** Provided records **
========================================

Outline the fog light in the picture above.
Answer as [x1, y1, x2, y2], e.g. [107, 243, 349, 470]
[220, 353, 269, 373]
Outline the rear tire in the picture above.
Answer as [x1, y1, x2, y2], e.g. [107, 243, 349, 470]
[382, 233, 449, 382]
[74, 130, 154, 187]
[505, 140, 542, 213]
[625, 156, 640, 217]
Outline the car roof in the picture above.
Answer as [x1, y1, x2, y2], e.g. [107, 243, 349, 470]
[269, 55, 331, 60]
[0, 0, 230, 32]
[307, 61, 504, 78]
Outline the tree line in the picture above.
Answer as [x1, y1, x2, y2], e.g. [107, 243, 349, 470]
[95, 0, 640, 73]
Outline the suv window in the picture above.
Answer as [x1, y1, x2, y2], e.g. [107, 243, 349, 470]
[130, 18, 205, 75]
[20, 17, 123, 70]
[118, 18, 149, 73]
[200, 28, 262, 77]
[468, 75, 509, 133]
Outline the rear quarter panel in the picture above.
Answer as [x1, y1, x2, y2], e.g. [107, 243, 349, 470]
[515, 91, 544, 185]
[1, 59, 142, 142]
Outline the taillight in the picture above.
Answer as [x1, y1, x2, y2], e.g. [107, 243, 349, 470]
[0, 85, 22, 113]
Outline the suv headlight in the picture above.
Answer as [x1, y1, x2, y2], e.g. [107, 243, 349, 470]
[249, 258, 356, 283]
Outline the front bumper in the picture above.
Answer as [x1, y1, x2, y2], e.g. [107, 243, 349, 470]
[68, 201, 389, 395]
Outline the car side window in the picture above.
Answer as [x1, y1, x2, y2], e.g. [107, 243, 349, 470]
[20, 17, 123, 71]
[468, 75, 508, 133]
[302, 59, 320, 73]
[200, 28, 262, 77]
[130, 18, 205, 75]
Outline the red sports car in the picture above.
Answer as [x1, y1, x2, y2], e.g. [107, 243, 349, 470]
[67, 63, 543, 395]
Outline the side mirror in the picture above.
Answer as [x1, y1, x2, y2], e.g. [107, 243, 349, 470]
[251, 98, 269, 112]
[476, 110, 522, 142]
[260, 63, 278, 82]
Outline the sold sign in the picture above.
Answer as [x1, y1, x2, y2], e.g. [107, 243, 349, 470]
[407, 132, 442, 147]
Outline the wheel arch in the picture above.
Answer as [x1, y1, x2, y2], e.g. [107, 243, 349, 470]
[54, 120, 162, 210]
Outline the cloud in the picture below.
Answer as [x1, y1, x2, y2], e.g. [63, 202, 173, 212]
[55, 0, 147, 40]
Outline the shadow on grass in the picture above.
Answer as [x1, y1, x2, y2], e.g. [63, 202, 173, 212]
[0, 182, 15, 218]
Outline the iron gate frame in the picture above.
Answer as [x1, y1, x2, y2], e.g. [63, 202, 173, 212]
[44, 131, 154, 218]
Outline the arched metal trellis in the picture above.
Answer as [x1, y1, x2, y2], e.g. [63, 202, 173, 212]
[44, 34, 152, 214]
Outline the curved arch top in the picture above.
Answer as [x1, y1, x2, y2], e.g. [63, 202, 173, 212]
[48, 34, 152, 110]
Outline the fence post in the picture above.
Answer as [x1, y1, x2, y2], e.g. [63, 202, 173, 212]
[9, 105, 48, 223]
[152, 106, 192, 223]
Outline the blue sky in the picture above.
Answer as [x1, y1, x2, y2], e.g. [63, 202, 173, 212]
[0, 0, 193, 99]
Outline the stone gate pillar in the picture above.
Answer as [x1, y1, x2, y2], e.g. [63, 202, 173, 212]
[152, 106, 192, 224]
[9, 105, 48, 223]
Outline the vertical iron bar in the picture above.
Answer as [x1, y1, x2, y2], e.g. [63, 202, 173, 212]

========================================

** Set problem **
Rewrite all of the material above, replacing "Outline" with "Mark" wherever it appears and leaving everything else unchanged.

** Task result **
Mark the fog light in the picture above.
Answer as [x1, y1, x2, y2], e.g. [107, 243, 349, 470]
[220, 353, 269, 373]
Mark the rear tire in the picture above.
Answer as [x1, y1, x2, y2], e.g. [107, 243, 349, 470]
[382, 233, 449, 382]
[74, 130, 154, 187]
[505, 140, 542, 213]
[625, 156, 640, 217]
Mark the car roof in the picture above.
Answer as [x1, y1, x2, y2], e.g. [107, 243, 349, 470]
[269, 55, 331, 60]
[0, 0, 230, 32]
[307, 61, 504, 78]
Mark the tree line in the picture above.
Answer as [x1, y1, x2, y2], e.g. [107, 243, 349, 470]
[95, 0, 640, 73]
Mark the suv window in the picture above.
Answer as [x1, y1, x2, y2], e.g. [107, 243, 349, 470]
[130, 18, 205, 75]
[20, 17, 123, 70]
[118, 18, 149, 73]
[200, 28, 262, 77]
[468, 75, 509, 133]
Mark the rear quarter panel in the picture above.
Answer as [x1, y1, x2, y2], e.g. [107, 243, 349, 470]
[515, 91, 544, 185]
[1, 59, 142, 142]
Mark the taillight in the picture above.
Answer as [x1, y1, x2, y2], e.g. [107, 243, 349, 470]
[0, 85, 22, 113]
Mark the suv headlight in the picture above.
Answer as [x1, y1, x2, y2], e.g. [107, 243, 349, 470]
[249, 258, 356, 283]
Mark the front bumper in the picture above.
Answer as [x1, y1, x2, y2], e.g. [107, 243, 349, 470]
[68, 201, 389, 395]
Mark the car side window in the picture above.
Answer as [x1, y1, x2, y2], e.g. [107, 243, 349, 470]
[20, 17, 123, 71]
[468, 75, 508, 133]
[302, 59, 320, 73]
[200, 28, 262, 77]
[130, 18, 205, 75]
Mark the red sports car in the picture above.
Answer as [x1, y1, x2, y2], e.g. [107, 243, 349, 470]
[67, 63, 543, 395]
Mark the side mirror in the picture above.
Answer as [x1, y1, x2, y2], e.g. [107, 243, 349, 470]
[251, 98, 269, 112]
[476, 110, 522, 142]
[260, 63, 278, 82]
Mark the sold sign in the picture above.
Answer as [x1, y1, x2, y2], e.g. [107, 243, 349, 470]
[407, 132, 442, 147]
Mark the wheel arch in the picture above.
Answer as [x1, y1, x2, y2], e.g. [107, 243, 349, 470]
[54, 120, 162, 210]
Mark the cloud in the picture below.
Answer as [x1, y1, x2, y2], e.g. [63, 202, 173, 212]
[55, 0, 147, 40]
Mark the shadow on grass in the picture above.
Answer as [x1, y1, x2, y2], e.g. [63, 202, 173, 212]
[0, 182, 15, 218]
Mark the iron gate frame in the picture above.
Answer as [x1, y1, x2, y2], e.g. [63, 202, 173, 212]
[44, 131, 154, 218]
Mark the arched metal trellis in the picture above.
Answer as [x1, y1, x2, y2], e.g. [63, 202, 173, 212]
[44, 34, 152, 214]
Mark the curved arch top in the picture above.
Answer as [x1, y1, x2, y2], e.g. [63, 202, 173, 212]
[48, 34, 152, 110]
Mark the fence post in the picture above.
Answer as [x1, y1, x2, y2], e.g. [63, 202, 173, 212]
[9, 105, 48, 223]
[152, 106, 192, 223]
Mark the blue sky in the picture above.
Answer as [x1, y1, x2, y2], e.g. [63, 202, 173, 212]
[0, 0, 193, 99]
Mark the stone gate pillar in the picture above.
Answer as [x1, y1, x2, y2], e.g. [63, 202, 173, 212]
[152, 106, 192, 224]
[9, 105, 48, 223]
Mark the vertical iron bar in the picture above.
Answer as [x1, y1, x2, y2], e.g. [63, 202, 173, 212]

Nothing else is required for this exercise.